* Materials provided:
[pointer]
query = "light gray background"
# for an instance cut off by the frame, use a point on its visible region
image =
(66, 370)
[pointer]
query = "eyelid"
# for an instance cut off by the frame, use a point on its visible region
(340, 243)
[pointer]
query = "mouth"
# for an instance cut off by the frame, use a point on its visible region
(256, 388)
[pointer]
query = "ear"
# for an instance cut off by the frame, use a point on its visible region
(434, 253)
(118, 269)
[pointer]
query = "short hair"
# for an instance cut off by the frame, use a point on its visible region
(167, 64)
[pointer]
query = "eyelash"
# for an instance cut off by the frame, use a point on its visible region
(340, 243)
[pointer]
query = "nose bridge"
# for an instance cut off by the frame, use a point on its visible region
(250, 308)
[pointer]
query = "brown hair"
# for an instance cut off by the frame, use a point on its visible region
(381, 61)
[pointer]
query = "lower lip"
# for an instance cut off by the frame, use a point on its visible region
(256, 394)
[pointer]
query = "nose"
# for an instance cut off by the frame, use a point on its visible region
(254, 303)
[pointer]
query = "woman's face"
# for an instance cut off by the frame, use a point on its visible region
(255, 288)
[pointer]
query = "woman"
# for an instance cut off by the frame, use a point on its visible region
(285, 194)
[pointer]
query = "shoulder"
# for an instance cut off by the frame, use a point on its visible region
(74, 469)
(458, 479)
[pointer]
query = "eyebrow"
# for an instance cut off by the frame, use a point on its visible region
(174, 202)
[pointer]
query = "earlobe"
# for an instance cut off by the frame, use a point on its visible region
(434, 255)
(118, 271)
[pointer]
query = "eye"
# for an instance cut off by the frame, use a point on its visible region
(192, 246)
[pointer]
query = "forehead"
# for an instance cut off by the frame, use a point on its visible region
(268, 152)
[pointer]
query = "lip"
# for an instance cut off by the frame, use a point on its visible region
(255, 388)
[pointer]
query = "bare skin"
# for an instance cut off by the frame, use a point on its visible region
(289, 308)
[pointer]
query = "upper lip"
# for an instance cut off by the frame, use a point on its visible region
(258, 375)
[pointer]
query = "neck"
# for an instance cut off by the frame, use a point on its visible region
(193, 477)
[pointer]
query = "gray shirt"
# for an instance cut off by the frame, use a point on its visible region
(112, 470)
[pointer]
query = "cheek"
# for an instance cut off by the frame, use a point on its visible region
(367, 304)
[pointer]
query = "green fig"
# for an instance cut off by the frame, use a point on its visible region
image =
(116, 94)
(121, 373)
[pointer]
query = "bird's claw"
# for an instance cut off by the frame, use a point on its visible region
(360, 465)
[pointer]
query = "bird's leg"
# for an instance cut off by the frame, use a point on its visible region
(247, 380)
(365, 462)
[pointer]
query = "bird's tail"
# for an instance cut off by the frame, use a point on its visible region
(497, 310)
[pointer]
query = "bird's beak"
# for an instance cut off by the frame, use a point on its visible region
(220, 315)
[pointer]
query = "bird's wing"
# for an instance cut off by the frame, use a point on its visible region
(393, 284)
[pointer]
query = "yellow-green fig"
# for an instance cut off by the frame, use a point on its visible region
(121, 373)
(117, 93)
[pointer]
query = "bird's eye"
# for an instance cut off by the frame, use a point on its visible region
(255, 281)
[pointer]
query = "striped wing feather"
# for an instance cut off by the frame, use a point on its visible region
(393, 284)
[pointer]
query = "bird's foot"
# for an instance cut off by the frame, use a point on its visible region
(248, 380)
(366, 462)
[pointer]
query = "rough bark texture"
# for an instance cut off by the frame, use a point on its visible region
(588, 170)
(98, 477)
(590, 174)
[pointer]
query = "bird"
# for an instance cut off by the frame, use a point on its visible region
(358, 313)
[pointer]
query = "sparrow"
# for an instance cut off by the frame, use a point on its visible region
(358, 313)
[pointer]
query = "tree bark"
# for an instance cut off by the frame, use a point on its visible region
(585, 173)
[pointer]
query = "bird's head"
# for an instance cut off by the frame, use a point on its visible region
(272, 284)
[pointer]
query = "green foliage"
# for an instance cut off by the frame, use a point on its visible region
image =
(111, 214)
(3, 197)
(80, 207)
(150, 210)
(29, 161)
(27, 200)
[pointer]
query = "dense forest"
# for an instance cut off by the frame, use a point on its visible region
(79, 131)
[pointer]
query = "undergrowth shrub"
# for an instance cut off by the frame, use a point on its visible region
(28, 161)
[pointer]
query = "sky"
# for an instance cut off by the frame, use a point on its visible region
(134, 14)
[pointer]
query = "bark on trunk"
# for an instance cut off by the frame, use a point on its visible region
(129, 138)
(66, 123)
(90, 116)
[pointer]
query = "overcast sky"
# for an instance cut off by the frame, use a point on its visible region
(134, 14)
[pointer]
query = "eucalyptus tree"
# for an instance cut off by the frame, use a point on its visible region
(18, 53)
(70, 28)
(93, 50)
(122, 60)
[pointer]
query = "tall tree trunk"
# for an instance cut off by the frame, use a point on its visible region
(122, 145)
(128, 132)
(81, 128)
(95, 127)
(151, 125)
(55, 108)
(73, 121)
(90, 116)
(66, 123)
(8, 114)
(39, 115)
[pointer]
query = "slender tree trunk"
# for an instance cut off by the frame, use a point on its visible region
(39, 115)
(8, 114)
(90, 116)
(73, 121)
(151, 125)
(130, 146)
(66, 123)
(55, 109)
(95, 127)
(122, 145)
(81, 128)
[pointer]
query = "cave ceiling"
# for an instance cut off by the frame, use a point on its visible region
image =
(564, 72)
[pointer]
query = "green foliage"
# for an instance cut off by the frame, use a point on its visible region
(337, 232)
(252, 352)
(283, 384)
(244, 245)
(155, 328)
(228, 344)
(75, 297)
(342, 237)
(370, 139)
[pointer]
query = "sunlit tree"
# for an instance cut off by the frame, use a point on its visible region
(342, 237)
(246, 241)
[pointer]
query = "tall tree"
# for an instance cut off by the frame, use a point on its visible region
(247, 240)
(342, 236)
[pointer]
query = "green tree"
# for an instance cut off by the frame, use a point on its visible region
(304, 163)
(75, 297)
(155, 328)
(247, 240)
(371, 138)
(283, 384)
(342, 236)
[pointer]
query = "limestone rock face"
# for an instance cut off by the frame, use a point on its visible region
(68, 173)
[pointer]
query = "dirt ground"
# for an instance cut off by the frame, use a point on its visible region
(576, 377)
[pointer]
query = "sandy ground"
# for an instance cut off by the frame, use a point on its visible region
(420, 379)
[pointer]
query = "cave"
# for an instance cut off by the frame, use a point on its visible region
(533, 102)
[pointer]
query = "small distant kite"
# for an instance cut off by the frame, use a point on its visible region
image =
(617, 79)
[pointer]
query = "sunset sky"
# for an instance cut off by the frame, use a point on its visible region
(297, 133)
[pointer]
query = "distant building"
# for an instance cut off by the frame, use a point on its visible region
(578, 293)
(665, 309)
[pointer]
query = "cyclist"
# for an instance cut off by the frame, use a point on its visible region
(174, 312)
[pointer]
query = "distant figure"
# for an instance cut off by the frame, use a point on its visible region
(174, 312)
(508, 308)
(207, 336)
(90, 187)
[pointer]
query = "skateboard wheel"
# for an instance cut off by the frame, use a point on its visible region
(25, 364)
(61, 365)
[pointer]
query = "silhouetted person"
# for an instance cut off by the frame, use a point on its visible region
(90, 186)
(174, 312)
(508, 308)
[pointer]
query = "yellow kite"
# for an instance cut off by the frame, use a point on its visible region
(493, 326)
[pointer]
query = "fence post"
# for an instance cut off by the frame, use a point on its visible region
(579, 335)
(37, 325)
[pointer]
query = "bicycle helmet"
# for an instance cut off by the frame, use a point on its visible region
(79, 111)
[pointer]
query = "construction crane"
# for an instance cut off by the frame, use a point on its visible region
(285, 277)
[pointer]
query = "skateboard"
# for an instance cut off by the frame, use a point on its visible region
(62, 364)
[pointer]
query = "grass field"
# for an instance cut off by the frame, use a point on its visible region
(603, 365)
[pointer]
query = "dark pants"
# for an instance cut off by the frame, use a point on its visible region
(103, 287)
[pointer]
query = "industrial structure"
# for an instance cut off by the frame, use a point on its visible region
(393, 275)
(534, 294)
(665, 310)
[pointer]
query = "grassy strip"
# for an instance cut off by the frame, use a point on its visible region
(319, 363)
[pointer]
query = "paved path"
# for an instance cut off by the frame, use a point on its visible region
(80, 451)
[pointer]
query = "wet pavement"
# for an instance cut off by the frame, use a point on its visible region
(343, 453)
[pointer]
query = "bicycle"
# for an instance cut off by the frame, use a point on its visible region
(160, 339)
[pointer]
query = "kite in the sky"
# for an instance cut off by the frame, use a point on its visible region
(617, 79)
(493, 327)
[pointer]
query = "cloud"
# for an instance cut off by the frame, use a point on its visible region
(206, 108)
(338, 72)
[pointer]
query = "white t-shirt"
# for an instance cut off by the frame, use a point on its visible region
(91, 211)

* Task details:
Show every line of the records above that contains the string "skateboard", with case counting.

* Output for this exercise:
query = "skateboard wheel"
query = "skateboard"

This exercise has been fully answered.